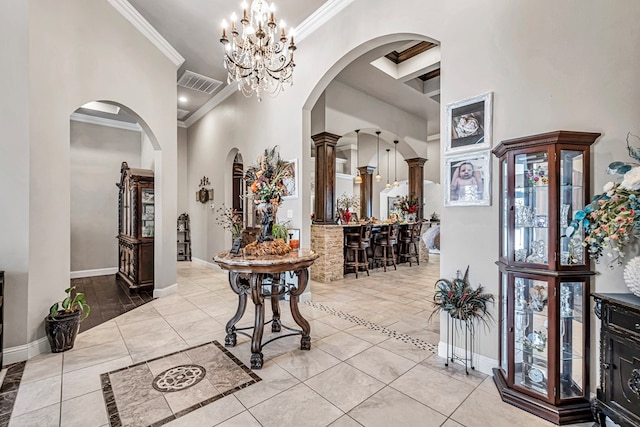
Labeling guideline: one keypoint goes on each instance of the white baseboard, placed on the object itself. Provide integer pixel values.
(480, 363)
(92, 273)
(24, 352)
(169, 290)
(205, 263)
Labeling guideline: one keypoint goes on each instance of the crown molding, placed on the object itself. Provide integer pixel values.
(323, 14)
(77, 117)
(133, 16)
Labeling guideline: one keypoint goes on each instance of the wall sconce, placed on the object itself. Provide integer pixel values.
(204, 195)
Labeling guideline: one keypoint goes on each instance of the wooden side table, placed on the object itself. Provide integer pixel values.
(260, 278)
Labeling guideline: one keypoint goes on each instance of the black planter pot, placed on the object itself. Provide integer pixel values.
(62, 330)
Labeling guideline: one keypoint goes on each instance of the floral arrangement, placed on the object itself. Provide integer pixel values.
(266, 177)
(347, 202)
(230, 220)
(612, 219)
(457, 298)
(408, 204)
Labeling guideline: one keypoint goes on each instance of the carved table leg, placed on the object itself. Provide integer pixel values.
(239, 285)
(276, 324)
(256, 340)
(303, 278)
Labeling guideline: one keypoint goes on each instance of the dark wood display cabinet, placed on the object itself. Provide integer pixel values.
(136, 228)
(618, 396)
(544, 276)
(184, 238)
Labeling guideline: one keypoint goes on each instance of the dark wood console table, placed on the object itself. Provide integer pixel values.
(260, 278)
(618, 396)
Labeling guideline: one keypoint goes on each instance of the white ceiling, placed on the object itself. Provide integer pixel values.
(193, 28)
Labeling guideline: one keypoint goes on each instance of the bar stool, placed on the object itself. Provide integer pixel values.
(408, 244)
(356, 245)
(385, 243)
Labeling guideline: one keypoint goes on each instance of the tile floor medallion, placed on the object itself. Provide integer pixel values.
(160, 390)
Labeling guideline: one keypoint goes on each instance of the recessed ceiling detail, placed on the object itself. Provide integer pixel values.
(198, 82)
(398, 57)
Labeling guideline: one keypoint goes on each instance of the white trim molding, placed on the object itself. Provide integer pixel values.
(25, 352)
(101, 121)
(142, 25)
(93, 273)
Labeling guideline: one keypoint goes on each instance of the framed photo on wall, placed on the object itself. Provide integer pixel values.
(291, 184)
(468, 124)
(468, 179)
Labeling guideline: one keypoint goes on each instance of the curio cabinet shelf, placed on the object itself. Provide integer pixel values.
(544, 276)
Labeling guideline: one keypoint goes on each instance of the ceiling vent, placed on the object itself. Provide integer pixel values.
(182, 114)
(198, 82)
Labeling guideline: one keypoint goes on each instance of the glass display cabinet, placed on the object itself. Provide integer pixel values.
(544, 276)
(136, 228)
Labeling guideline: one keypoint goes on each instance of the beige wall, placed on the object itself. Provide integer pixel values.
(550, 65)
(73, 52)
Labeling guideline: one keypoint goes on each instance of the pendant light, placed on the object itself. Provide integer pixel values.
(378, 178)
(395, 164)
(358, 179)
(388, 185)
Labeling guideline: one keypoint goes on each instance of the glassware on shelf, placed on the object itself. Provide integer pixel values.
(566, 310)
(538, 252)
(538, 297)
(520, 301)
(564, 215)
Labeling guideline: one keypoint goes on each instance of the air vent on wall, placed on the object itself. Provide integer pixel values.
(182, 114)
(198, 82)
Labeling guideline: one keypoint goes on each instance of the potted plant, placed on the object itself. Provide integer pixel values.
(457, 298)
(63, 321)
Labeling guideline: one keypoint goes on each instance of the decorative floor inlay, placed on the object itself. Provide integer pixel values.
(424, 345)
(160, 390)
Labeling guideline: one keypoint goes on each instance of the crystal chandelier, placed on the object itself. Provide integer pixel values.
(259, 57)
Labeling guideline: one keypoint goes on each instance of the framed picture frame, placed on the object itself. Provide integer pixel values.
------------------------------------------------------------------------
■ **Problem requirements**: Drop the images; return the entries above exactly as they appear.

■ **Your response**:
Labeling guideline: one keypoint goes on each instance of the white baseboard, placed on the object itself. Provide integer pixel values.
(480, 363)
(92, 273)
(24, 352)
(169, 290)
(205, 263)
Labeling guideline: one keypoint goes on each instance of the crown molding, placed on the object itself. Provide integer pixel values.
(323, 14)
(77, 117)
(133, 16)
Labeling guideline: one keypoint goes on each instance of the wall sconce, placed on the object itself. Provide integer pixel values.
(204, 195)
Labeling guideline: one keypoint goes on each instance of the wooden side table, placed on the object itself. Provide integer pixel values.
(260, 278)
Labeling guideline: one keypoint goes on each instance of the black planter pot, placed on the object itself. Provide integer pixel values.
(62, 330)
Labeling guideline: one keypoint goes on each instance of the floral arrangement, placed on the object itself. Provide integer pixel values.
(266, 177)
(347, 202)
(230, 220)
(612, 219)
(457, 298)
(408, 204)
Labeling guideline: one keypoint goes on each instance of the carved table leg, placed on the object itself. Provide integer pixel values.
(239, 285)
(276, 324)
(256, 340)
(303, 278)
Labeling guideline: one keypoint goes on each instance of the dark wood display cabinet, placed on the object itself. Provide integer pixel values.
(136, 228)
(618, 396)
(544, 276)
(184, 238)
Labeling guideline: one keypoint goes on each instance of the dark wood console table, placed on the object itself. Provide integer pixel values.
(260, 278)
(618, 396)
Labeling guideline: one keypoint goes on each instance of the white ceiling, placed on the object itself. Provide integer pixel values.
(193, 28)
Labeling guideline: one keypoint goes on each instance of the bar stool, placed on the object itself. Provide integer pixel values.
(408, 244)
(356, 245)
(385, 243)
Labeling guideline: one keypoint goes on each instance of the tile floor medallion, placed on the object itself. Provide integer pixel values.
(160, 390)
Labeling guideline: one keypoint goes on each instance of the recessed ceiling detail, placed on the object itself. Provide integer pixel values.
(198, 82)
(398, 57)
Labeling guideline: one keypoint goes on each instance of the white trim molding, placed on the object itself. Provide integer pixel values.
(25, 352)
(101, 121)
(142, 25)
(93, 273)
Labeling guideline: one keypoint goes on each instance of the framed photo on wall, placed on the object itself. Provide integer pixel values.
(291, 184)
(468, 124)
(468, 179)
Labeling guideline: one keypoint goes on each instance of the curio cabinet shelf, placed on the object itself. Provide integer pixel values.
(544, 276)
Labeling guideline: one keypoint goes on each instance of the ceiling vent, placed on the object itself. Provide integer pixel values.
(182, 114)
(198, 82)
Labeling guideline: one keypoint goes on each instance of the glass display cabinet, placed on the object itself. Provide integer pixel values.
(544, 276)
(136, 228)
Labeling guideline: one keypoint goes on each instance of the beige wall, placed on the object itself. Provide integer pixel values.
(550, 65)
(73, 52)
Labeling guideline: one keypoint goes on each instance of the pendant light, placed on the object itself. Provide integer pixel values.
(378, 178)
(395, 164)
(358, 179)
(388, 185)
Labeling guideline: one keypoint goes on each instance of the glassware on shelf, placed on the object itself. Provide integer pixel values.
(566, 310)
(538, 252)
(538, 297)
(520, 301)
(564, 215)
Labeling guideline: one keypoint goes on each instance of the air vent on wall, placed on the object itself. Provide integer pixel values.
(182, 114)
(198, 82)
Labeling guideline: one keypoint goes on each instance of the potted plant, placed on the object itself. Provide integer pixel values.
(457, 298)
(63, 321)
Labeling guideline: one keypoint goes on each instance of the decorative floor inlay, placed on the object itself. Provide integer pixel values.
(424, 345)
(160, 390)
Labeling guideline: one keypoint goes on each instance of the crystal chandelier, placed on the object itself. Provide integer pixel values.
(259, 57)
Labeling guideline: one keypoint goes on each instance of the framed picture frame, placed on the object itself. Provide integer pixel values.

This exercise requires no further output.